## What to work on
Rewrite all of the records below, replacing "instance" with "occurrence" wherever it occurs and leaving everything else unchanged. Omit the pictures from your version.

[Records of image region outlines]
::::::

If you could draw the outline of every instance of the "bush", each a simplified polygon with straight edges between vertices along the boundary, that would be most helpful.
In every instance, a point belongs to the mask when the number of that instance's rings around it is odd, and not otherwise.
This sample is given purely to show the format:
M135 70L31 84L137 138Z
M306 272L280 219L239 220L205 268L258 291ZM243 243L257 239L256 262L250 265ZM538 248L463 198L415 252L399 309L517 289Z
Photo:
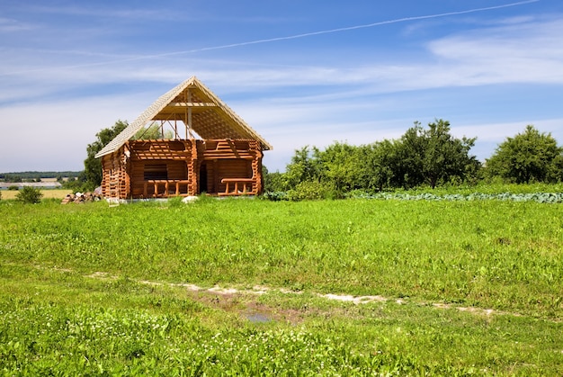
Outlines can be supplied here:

::::::

## Answer to this problem
If you could draw the outline of every occurrence of the "bush", each a simplified polygon with straight edges between vertices along the boundary, that would be most helpful.
In every occurrence, a point belongs to the mask when the number of that occurrence's rings around it is odd, and not otherwise.
This sample is given purely to show the format:
M135 70L31 84L137 138Z
M306 272L280 219L239 220L205 268L258 291ZM243 243L257 239L256 262L250 265ZM538 248L463 198L415 252L399 309L517 289Z
Photo:
Outlines can be supplied here:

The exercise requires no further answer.